— START EXCERPTED DATA —
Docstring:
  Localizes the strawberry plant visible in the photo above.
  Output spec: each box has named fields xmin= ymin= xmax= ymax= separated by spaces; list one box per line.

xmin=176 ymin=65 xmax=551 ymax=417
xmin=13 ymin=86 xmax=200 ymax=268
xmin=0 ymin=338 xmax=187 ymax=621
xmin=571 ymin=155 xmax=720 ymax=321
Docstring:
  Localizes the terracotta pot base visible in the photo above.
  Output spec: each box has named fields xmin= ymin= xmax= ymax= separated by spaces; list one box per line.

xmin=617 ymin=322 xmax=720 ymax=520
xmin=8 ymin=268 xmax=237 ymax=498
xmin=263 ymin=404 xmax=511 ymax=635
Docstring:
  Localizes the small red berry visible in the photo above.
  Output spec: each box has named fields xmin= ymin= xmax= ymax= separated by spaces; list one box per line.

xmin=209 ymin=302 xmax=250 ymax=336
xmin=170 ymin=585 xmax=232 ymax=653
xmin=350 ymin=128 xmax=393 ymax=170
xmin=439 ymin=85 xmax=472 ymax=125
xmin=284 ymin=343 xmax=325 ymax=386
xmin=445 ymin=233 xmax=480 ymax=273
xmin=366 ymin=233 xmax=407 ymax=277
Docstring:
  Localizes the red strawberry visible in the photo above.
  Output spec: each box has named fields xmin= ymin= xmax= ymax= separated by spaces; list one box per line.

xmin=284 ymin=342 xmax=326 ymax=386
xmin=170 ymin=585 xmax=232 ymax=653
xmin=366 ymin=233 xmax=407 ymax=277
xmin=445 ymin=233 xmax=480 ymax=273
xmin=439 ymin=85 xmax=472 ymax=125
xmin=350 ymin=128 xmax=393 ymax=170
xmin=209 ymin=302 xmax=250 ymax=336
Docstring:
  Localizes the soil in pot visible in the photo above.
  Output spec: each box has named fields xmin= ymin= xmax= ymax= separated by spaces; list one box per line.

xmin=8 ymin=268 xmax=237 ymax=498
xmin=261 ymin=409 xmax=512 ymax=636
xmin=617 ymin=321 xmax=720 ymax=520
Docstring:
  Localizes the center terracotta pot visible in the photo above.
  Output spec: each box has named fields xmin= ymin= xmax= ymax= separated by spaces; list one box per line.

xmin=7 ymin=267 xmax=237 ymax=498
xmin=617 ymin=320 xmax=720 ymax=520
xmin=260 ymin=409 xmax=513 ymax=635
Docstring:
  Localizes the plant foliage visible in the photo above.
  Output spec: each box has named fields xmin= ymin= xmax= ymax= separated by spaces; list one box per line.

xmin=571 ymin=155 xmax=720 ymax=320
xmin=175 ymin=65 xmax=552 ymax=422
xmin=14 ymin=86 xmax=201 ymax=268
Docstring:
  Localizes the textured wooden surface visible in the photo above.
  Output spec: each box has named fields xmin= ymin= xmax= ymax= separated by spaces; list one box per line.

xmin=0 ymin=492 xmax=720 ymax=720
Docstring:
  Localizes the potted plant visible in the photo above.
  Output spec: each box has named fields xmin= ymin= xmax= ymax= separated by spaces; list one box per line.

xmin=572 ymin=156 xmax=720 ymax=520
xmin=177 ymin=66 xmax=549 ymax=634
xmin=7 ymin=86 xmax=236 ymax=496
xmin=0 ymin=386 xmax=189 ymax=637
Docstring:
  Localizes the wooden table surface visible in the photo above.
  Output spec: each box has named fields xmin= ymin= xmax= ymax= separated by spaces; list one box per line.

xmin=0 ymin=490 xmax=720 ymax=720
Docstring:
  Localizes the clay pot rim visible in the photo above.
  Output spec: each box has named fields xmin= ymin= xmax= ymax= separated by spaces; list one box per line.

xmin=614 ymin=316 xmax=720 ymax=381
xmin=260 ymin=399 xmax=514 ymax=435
— END EXCERPTED DATA —
SHORT TASK =
Copy out the entire listing above, line for line, without changing a single character.

RESPONSE TO THE EXERCISE =
Docstring:
  Localizes the strawberry plant visible in the photo above.
  Output spec: each box has named fields xmin= ymin= xmax= ymax= separated by spaces; list one box per line.

xmin=176 ymin=65 xmax=551 ymax=417
xmin=13 ymin=86 xmax=200 ymax=268
xmin=0 ymin=338 xmax=187 ymax=621
xmin=571 ymin=155 xmax=720 ymax=321
Docstring:
  Localizes the terracotta pot base visible in the photo above.
  Output spec: each box has named fields xmin= ymin= xmax= ymax= separated by spaces; list one box per line.

xmin=617 ymin=322 xmax=720 ymax=520
xmin=8 ymin=268 xmax=237 ymax=498
xmin=263 ymin=404 xmax=511 ymax=635
Docstring:
  Localizes the small red berry visible in the photo above.
  Output spec: each box has named fields xmin= ymin= xmax= ymax= separated by spaces; list one box per line.

xmin=209 ymin=302 xmax=250 ymax=336
xmin=170 ymin=585 xmax=232 ymax=653
xmin=350 ymin=128 xmax=393 ymax=170
xmin=439 ymin=85 xmax=472 ymax=125
xmin=284 ymin=343 xmax=325 ymax=386
xmin=445 ymin=233 xmax=480 ymax=273
xmin=366 ymin=233 xmax=407 ymax=277
Docstring:
  Localizes the red strawberry visible in the photo above.
  Output spec: each box has named fields xmin= ymin= xmax= ymax= separated by spaces; list one box per line.

xmin=284 ymin=342 xmax=326 ymax=386
xmin=170 ymin=585 xmax=232 ymax=653
xmin=366 ymin=233 xmax=407 ymax=277
xmin=445 ymin=233 xmax=480 ymax=273
xmin=439 ymin=85 xmax=472 ymax=125
xmin=350 ymin=128 xmax=393 ymax=170
xmin=209 ymin=302 xmax=250 ymax=336
Docstring:
  Localizes the soil in pot visible in the photo above.
  Output spec: each box has named fields xmin= ymin= xmax= ymax= separated by spaces; list one box per line.

xmin=8 ymin=268 xmax=237 ymax=498
xmin=261 ymin=409 xmax=512 ymax=636
xmin=617 ymin=321 xmax=720 ymax=520
Docstring:
  Localizes the center terracotta pot visible in the photo above.
  Output spec: each box has named fields xmin= ymin= xmax= ymax= separated by spaces; list one box per line.

xmin=7 ymin=267 xmax=237 ymax=498
xmin=617 ymin=320 xmax=720 ymax=520
xmin=260 ymin=409 xmax=513 ymax=635
Docstring:
  Localizes the plant foliage visible in the photo above.
  Output spec: each box has named fields xmin= ymin= xmax= ymax= separated by spaces; list one box per line.

xmin=571 ymin=155 xmax=720 ymax=320
xmin=175 ymin=65 xmax=552 ymax=422
xmin=14 ymin=86 xmax=201 ymax=268
Docstring:
  Localizes the textured wooden surface visible in the photo above.
  Output spec: each box has named fields xmin= ymin= xmax= ymax= separated by spaces; list one box per line.

xmin=0 ymin=492 xmax=720 ymax=720
Docstring:
  Localizes the potted plant visible in the photo above.
  Output spec: each box has named fields xmin= ymin= xmax= ymax= separated by spaces; list one box per line.

xmin=572 ymin=156 xmax=720 ymax=520
xmin=177 ymin=66 xmax=549 ymax=634
xmin=7 ymin=86 xmax=236 ymax=496
xmin=0 ymin=386 xmax=189 ymax=637
Docstring:
  Localizes the wooden table surface visible in the photo above.
  Output spec: each box has named fields xmin= ymin= xmax= ymax= separated by spaces; list one box per line.

xmin=0 ymin=490 xmax=720 ymax=720
Docstring:
  Localizes the clay pot rim visible in the photo above.
  Output spec: each box has named fields xmin= ymin= xmax= ymax= separated by spaces; list one box per line.

xmin=614 ymin=316 xmax=720 ymax=381
xmin=260 ymin=399 xmax=514 ymax=435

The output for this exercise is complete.